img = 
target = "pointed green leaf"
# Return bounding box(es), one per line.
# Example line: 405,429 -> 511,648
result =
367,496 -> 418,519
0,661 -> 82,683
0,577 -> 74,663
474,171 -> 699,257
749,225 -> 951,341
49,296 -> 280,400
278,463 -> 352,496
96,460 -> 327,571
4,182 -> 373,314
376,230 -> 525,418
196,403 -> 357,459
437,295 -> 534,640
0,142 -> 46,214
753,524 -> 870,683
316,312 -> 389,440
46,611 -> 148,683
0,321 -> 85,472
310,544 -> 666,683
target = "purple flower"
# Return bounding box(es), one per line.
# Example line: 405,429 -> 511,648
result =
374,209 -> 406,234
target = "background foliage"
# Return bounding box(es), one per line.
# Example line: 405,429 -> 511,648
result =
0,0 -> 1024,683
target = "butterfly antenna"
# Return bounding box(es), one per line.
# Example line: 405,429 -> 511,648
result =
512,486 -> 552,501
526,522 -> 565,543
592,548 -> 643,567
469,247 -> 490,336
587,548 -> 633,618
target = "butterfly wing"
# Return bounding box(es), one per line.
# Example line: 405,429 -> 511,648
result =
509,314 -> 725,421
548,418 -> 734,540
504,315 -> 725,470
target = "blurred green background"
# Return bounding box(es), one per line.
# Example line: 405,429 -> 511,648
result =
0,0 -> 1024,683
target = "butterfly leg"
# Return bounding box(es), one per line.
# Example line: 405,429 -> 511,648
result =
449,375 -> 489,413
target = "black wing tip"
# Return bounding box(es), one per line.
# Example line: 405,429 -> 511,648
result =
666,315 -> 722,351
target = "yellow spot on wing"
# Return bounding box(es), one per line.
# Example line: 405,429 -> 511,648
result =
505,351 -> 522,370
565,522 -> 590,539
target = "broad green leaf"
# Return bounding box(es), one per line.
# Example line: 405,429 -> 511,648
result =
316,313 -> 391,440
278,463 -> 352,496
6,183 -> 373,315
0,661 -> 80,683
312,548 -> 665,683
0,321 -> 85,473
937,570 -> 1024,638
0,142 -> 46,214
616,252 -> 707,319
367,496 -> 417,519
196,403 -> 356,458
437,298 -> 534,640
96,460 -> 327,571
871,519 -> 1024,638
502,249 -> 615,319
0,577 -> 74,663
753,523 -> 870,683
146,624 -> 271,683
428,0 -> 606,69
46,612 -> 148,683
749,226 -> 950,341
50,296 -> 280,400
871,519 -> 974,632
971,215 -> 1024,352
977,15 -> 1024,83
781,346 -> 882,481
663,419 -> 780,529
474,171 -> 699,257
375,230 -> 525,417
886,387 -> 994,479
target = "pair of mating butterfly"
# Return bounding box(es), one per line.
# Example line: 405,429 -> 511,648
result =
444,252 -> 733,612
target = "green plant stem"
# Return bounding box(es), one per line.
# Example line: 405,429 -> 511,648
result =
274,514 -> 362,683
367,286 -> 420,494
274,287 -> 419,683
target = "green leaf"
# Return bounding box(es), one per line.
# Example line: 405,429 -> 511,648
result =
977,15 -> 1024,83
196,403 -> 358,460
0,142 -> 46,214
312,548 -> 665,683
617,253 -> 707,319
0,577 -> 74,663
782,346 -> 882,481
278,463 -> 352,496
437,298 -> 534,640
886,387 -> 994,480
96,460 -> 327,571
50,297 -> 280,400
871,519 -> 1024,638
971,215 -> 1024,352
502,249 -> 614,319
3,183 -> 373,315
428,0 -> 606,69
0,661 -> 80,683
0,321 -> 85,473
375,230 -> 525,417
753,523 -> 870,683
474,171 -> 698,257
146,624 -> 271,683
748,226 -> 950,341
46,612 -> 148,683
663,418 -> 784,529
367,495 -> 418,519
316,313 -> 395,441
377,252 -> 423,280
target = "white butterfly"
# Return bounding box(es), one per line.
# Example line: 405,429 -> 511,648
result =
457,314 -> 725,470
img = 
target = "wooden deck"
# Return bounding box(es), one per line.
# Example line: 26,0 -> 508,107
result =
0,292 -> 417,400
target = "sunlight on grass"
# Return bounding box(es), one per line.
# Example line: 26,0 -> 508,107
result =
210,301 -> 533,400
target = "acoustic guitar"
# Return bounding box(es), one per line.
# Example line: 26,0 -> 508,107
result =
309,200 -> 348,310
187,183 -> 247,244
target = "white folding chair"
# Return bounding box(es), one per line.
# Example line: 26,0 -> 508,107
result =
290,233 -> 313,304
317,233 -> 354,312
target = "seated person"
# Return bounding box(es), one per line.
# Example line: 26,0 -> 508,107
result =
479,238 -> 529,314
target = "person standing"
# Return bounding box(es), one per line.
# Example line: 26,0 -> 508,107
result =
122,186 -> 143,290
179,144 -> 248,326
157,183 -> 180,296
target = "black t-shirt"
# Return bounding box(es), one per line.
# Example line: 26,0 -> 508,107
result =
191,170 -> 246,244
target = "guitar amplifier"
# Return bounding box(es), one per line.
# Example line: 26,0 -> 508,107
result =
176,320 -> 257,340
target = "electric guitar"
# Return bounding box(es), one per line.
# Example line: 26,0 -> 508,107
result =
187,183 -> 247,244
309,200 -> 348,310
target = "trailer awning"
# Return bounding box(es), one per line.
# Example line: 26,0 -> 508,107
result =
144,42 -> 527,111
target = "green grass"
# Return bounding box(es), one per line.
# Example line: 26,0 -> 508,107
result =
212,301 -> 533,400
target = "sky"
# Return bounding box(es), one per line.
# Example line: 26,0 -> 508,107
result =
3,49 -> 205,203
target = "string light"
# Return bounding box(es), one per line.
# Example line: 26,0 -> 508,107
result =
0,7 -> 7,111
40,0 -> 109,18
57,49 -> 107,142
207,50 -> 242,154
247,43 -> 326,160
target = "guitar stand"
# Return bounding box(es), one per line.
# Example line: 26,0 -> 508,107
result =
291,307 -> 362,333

INSTRUCTIONS TO FOLLOW: Please give these lines again with "Example line" swapped for "Sample line" and everything else unchanged.

EXPECTED ANSWER:
img = 
target = "pointed green leaf"
# Return bounding box(es), one per line.
# Sample line: 405,429 -> 511,648
result =
367,496 -> 418,519
0,661 -> 82,683
0,577 -> 74,663
474,171 -> 699,257
749,225 -> 951,341
49,296 -> 280,400
278,463 -> 352,496
96,460 -> 327,571
4,182 -> 373,314
376,230 -> 525,418
196,403 -> 357,459
437,295 -> 534,640
0,142 -> 46,214
753,524 -> 870,683
316,312 -> 389,440
46,611 -> 148,683
0,321 -> 85,472
310,544 -> 666,683
target = "purple flower"
# Return bounding box(es), one per line.
# Sample line: 405,429 -> 511,648
result =
374,209 -> 406,234
target = "background foliage"
# Return bounding box(es), one per line.
# Sample line: 405,429 -> 511,648
result =
0,0 -> 1024,683
target = "butterfly antenna"
# Return bounding box(es), one per line.
# Sample line: 405,429 -> 511,648
result =
512,486 -> 552,501
526,522 -> 565,543
592,548 -> 643,567
469,247 -> 490,336
587,548 -> 633,618
target = "butterfly wing"
# Return bounding box(es), one per line.
# Sample line: 405,429 -> 511,648
result =
509,314 -> 725,421
548,418 -> 734,540
504,315 -> 725,470
target = "blurred green background"
# Return bounding box(es), one per line.
# Sample line: 405,429 -> 511,648
result =
0,0 -> 1024,683
target = "butterfly leg"
# Return bounding box(es), one per line.
# Sample line: 405,429 -> 511,648
result =
449,375 -> 489,413
target = "black wing tip"
# Return bounding box(es), one per line.
# Sample line: 405,429 -> 511,648
result =
666,315 -> 722,351
target = "yellow spot on wing"
# Return bounding box(es), one per line.
# Sample line: 405,429 -> 511,648
result =
505,351 -> 522,370
565,522 -> 590,539
target = "broad green leaf"
# Return bounding box(es), one per line.
# Sample line: 405,429 -> 511,648
result =
316,313 -> 391,440
278,463 -> 352,496
6,183 -> 373,315
0,661 -> 80,683
312,548 -> 665,683
0,321 -> 85,473
937,570 -> 1024,638
0,142 -> 46,214
616,252 -> 707,319
367,496 -> 417,519
196,403 -> 356,458
437,298 -> 534,640
96,460 -> 327,571
871,519 -> 1024,638
502,249 -> 615,319
0,577 -> 74,663
753,523 -> 870,683
146,624 -> 271,683
428,0 -> 606,69
46,612 -> 148,683
749,226 -> 950,341
50,296 -> 280,400
871,519 -> 974,632
971,215 -> 1024,352
977,15 -> 1024,83
781,346 -> 882,481
663,419 -> 780,529
474,171 -> 699,257
375,230 -> 525,417
886,387 -> 994,479
target = "pair of mating butterfly"
# Return bounding box(es), one per line.
# Sample line: 405,429 -> 511,648
result =
444,252 -> 733,612
target = "green plant stem"
# Return bounding box(es), one per line.
# Sample line: 405,429 -> 511,648
result =
274,514 -> 362,683
367,286 -> 420,494
274,287 -> 419,683
target = "green leaf"
# Return bounding box(es), one per line.
# Sample line: 405,429 -> 511,648
result =
977,15 -> 1024,83
196,403 -> 358,460
0,142 -> 46,214
312,548 -> 665,683
617,253 -> 707,319
0,577 -> 74,663
782,346 -> 882,481
278,463 -> 352,496
437,298 -> 534,640
886,387 -> 994,480
96,460 -> 327,571
50,297 -> 280,400
871,519 -> 1024,638
971,215 -> 1024,352
502,249 -> 614,319
3,183 -> 373,315
428,0 -> 606,69
0,661 -> 80,683
0,321 -> 85,473
375,230 -> 525,417
753,523 -> 870,683
474,171 -> 698,257
146,624 -> 271,683
748,226 -> 950,341
46,612 -> 148,683
663,418 -> 784,529
367,495 -> 418,519
316,313 -> 395,441
377,252 -> 423,280
target = "white butterfly"
# Return bounding box(es), one per line.
# Sample line: 405,429 -> 511,648
result =
457,314 -> 725,470
img = 
target = "wooden deck"
# Return bounding box(es), one per line.
# Sample line: 26,0 -> 508,107
result =
0,292 -> 417,400
target = "sunlight on grass"
# Return bounding box(es), one per line.
# Sample line: 26,0 -> 508,107
result =
210,301 -> 533,400
target = "acoustic guitar"
# Return bounding box(es), one per line.
# Sample line: 26,0 -> 508,107
result =
309,200 -> 348,310
187,183 -> 247,244
target = "white folding chair"
# Return bounding box(es), one per line.
# Sample line: 26,0 -> 508,107
result =
290,233 -> 313,304
317,233 -> 354,312
target = "seated person"
# Return bounding box(es), one per line.
# Sample line: 26,0 -> 508,107
result =
479,238 -> 529,314
target = "person standing"
# Return bounding box(es), one per line.
# Sample line: 26,0 -> 508,107
result =
122,186 -> 143,290
179,144 -> 248,326
157,183 -> 180,296
target = "black t-shirt"
# Return bounding box(es), one per line.
# Sample line: 26,0 -> 508,107
result =
191,170 -> 246,244
target = "guitar amplifier"
# Return bounding box(es), one per line.
# Sample line: 26,0 -> 508,107
result =
176,320 -> 257,340
target = "electric guitar"
# Return bounding box(es), one per line.
# Sample line: 26,0 -> 508,107
result =
187,183 -> 247,244
309,200 -> 348,310
target = "trailer awning"
# Return bounding box(es), one per line.
# Sample line: 26,0 -> 508,107
result =
144,42 -> 527,111
target = "green grass"
# Return bounding box(es), one per line.
# Sample line: 26,0 -> 508,107
result =
212,301 -> 533,400
target = "sky"
# Return bounding box(es), one per line.
# Sample line: 26,0 -> 508,107
result =
3,49 -> 205,203
target = "string light"
# Return bounding box(es), one per line.
# Sample line: 26,0 -> 508,107
result =
0,7 -> 7,111
40,0 -> 109,18
57,49 -> 107,142
207,50 -> 242,154
247,43 -> 326,160
target = "guitar stand"
# Return bounding box(es), one per line.
# Sample line: 26,0 -> 508,107
result =
291,307 -> 362,333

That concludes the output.